**Exercise directions**
Please copy the entries below word for word, leaving out any image.
╭─ Entries provided
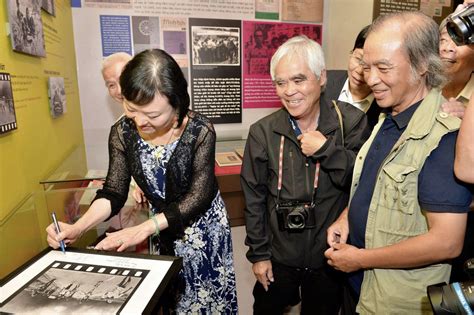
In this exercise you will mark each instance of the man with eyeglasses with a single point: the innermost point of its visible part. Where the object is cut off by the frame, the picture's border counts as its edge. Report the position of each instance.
(295, 175)
(349, 86)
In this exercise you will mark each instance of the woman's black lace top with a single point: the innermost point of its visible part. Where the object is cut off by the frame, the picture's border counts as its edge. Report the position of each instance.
(190, 181)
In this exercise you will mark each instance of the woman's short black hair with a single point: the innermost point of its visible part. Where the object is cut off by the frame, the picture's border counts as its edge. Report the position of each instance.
(153, 71)
(360, 40)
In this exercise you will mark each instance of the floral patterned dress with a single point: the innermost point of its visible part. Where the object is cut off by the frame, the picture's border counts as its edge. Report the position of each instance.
(206, 247)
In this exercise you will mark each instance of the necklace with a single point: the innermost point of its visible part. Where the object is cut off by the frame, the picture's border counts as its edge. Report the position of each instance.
(160, 149)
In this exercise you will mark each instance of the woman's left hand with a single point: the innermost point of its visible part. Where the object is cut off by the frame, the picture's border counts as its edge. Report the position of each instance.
(123, 239)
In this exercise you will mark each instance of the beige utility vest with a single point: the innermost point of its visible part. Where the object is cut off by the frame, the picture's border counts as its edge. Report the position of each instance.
(395, 214)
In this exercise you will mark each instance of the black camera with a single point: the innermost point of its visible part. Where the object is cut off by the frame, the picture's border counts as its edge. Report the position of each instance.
(294, 215)
(454, 298)
(461, 26)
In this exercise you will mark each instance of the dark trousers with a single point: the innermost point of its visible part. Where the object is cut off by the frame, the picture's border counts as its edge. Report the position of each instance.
(349, 301)
(321, 291)
(457, 272)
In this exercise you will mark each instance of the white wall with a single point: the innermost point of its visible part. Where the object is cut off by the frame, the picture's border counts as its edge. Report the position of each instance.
(343, 19)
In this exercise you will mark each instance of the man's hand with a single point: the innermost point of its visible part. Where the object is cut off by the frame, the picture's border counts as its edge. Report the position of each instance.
(339, 230)
(343, 257)
(311, 142)
(263, 272)
(454, 108)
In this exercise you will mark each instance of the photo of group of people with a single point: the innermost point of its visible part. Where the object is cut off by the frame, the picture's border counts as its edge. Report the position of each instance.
(57, 96)
(215, 45)
(26, 27)
(7, 110)
(261, 40)
(84, 288)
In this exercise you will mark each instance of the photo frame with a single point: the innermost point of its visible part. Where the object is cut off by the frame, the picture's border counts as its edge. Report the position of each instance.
(7, 107)
(228, 159)
(26, 27)
(48, 6)
(83, 280)
(57, 96)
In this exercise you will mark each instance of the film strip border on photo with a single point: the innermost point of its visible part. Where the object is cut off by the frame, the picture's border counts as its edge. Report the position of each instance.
(118, 271)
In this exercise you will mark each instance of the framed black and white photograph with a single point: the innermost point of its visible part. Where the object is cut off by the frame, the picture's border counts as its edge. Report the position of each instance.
(57, 96)
(26, 26)
(215, 45)
(7, 108)
(86, 281)
(48, 6)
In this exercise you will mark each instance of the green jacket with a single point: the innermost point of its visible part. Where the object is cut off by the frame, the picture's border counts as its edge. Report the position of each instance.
(395, 214)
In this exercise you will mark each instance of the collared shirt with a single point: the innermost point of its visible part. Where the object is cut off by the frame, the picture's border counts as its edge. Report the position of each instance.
(346, 96)
(438, 190)
(467, 91)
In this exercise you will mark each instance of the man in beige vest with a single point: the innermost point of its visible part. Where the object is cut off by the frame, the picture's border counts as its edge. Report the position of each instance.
(407, 213)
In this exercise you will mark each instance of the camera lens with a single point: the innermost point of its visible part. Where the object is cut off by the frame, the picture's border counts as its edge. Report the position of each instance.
(297, 220)
(455, 298)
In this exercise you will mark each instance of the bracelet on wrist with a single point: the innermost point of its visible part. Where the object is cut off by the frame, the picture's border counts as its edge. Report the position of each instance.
(157, 229)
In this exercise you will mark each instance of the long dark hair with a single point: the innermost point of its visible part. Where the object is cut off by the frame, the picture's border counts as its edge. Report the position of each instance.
(153, 71)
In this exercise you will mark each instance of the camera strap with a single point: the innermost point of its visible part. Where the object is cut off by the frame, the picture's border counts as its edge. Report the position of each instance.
(280, 173)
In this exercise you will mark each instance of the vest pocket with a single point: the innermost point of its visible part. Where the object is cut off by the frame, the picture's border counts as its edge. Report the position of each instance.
(399, 191)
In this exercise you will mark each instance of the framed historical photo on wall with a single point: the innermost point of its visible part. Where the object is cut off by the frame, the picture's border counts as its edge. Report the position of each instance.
(7, 108)
(26, 26)
(228, 159)
(57, 96)
(48, 6)
(85, 281)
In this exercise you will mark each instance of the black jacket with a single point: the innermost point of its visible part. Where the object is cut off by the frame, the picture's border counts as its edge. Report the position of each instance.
(191, 185)
(335, 83)
(259, 179)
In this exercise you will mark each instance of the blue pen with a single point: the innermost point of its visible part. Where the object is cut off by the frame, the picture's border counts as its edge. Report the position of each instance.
(56, 225)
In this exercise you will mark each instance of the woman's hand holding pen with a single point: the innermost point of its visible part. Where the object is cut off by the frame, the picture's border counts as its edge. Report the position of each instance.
(122, 239)
(69, 233)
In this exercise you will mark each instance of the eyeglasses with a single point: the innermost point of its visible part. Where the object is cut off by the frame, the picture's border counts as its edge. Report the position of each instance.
(355, 59)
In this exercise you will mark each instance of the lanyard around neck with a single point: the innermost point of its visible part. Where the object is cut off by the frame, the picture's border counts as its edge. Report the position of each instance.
(280, 172)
╰─
**Solved exercise**
In this exercise you will mark each instance of the man with eyeglasses with a single point: the innermost point of its visible part. Where the object is cut off by the frame, the picture's border counts as its edge. Report the position of each instance.
(295, 175)
(349, 86)
In this exercise you will mark each instance of the woman's black lace top with a single point: the innermost point of its visible part. Where the object is cut off by the frame, the picture's border counts as its edge. Report the position of each instance.
(190, 181)
In this exercise you will mark each instance of the woman's short black hair with a single point: the innermost point of its visible part. Where the object is cut off by the frame, the picture's border counts as its edge. Report the position of each instance.
(153, 71)
(360, 40)
In this exercise you will mark each instance of the floral patterned dress with a single point: the innermost point of its visible part. Where the object is cut off by the frame, the picture's border counts as its edge. Report the position of each instance.
(206, 247)
In this exercise you will mark each instance of the necklace with a single point: the innermost point of its visible part. Where the object is cut off by the frame, the picture's border counts as its edge. Report the position of each instance.
(160, 149)
In this exercise you will mark each instance of the woman's left hand with a single point: the innermost point of its visible part. Where the object is cut off by the frame, the picture's border counts as its edge. Report the position of each instance.
(123, 239)
In this exercise you will mark each instance of the beige utility vest with a single point: the innermost point of its visible part. Where the object is cut off by the frame, the picture's border counts as its edge. Report the position of each instance.
(395, 214)
In this exercise you will mark each instance of the black camera with a single point: the innermost point of its visible part. Where the object is cut off by the frame, the picture's border counts as its edge. Report the position of each instance.
(294, 215)
(454, 298)
(461, 26)
In this exercise you will mark each instance of the dark trousers with a single point: the innermost point of its visible part. Where the object is cut off by the frame, the picture's border counts as its edge. Report the position of each instance.
(349, 301)
(321, 291)
(457, 272)
In this exercise you will mark each instance of the white wall with a single point: the innermost point of its visible part. Where the object is cut off by the frame, the picture's border counts as its edge. Report the position of each instance.
(343, 19)
In this exercise you will mark each instance of the man's hand with a single point: the innermost point of its visible part. Where the object is cut off by the frame, the picture's border counts as its edge. Report the position of each instance.
(339, 230)
(343, 257)
(311, 142)
(263, 272)
(454, 108)
In this exercise you will mark each instance of the photo of group of people with a single point: the innermost point of its visible part. Where the object is cut off by the frame, the picture's border counts as its edge. Report the position of each instance.
(57, 96)
(215, 45)
(26, 27)
(7, 110)
(261, 40)
(84, 288)
In this exercise you will mark each instance of the photo frame with a single point: the innermost point of its visible part. Where the object is cut off by the frame, the picture's border counts as its edge. Report the position of each instance.
(7, 107)
(228, 159)
(26, 27)
(48, 6)
(83, 280)
(57, 96)
In this exercise you will mark each instance of the film strip border on photo with a single point: the innermost point of its visible part. Where the object is cut off by the frame, the picture's border counts as its edge. Report the position of each instance.
(118, 271)
In this exercise you will mark each instance of the framed black and white photograph with a single point: the innermost point of its visible part. Where the object is cut off by the frame, the picture's border counts as its edge. Report the position of each instance.
(57, 96)
(26, 26)
(215, 45)
(7, 108)
(86, 281)
(48, 6)
In this exercise you will mark each instance of the green jacket with a single point: the innermost point of its visible part. Where the object is cut off by the frame, the picture's border counts as its edge. Report the position of each instance.
(395, 214)
In this exercise you will mark each instance of the collared shirt with a single point: the innermost point of its visible part. Where the object is cut off by the frame, the picture's border counts as its edge. Report the position of each instance.
(346, 96)
(438, 190)
(467, 91)
In this exercise you will mark each instance of the man in beige vest with a single point: the innermost point of its visible part. Where the object is cut off by the frame, the picture's border counts as its edge. Report the position of each instance.
(407, 213)
In this exercise you will mark each instance of the camera lens with a single point: the innermost point of its visible part. Where the object is cut off by the frame, the picture's border counts as its edge. Report the position of each instance.
(297, 220)
(455, 298)
In this exercise you will mark each instance of the bracelet on wrist with a single point: the innermost point of its visible part. Where the object is cut off by the frame, the picture's border counts as its edge. Report the position of each instance.
(157, 229)
In this exercise you will mark each instance of the long dark hair with a single point: the innermost point of its visible part. Where the object is cut off by the frame, the picture's border counts as its edge. Report the position of each instance.
(153, 71)
In this exercise you will mark each instance of the camera strap with a single point: the innermost point of its visible part. Where the object is cut off by the frame, the picture's border counts as its edge. Report the position of each instance.
(280, 173)
In this exercise you will mark each instance of the vest pocket with a single point: the innermost point of its visible part. Where the object is cut off by the frame, the picture's border counts as its edge. Report the position of each instance.
(399, 191)
In this exercise you will mark each instance of the framed historical photo on wall with a single point: the innermost point of its visible part. Where the object is cut off by the frame, the picture's border counts as its edge. Report the position of each instance.
(7, 108)
(26, 26)
(228, 159)
(57, 96)
(48, 6)
(85, 281)
In this exercise you will mark each instance of the black jacket with a single point: the innermost point of its visible part. Where the object is cut off by the frame, the picture's border counts as its edge. Report the position of each instance.
(191, 185)
(335, 83)
(259, 179)
In this exercise you will mark each instance of the blue pen with a single point: the innermost point of its visible part. Where the object is cut off by the frame, the picture's border counts as its edge. Report the position of each instance.
(56, 225)
In this exercise you will mark each instance of the woman's hand holding pen with a single point: the innermost point of its visible part. Where the object is cut off by the frame, the picture's border counts as its edge. Report the position of each instance.
(122, 239)
(69, 233)
In this exercise you will mark each instance of the eyeglasses with a single point: the innermost point of its visible part. Where the object is cut off by the frame, the picture's border counts as its edge. Report the position of each instance.
(355, 59)
In this exercise you will mark each instance of the lanyard around neck with a single point: the innermost point of its visible part. Where the object is cut off by the frame, the picture's border counts as its edge. Report the position of each instance.
(280, 172)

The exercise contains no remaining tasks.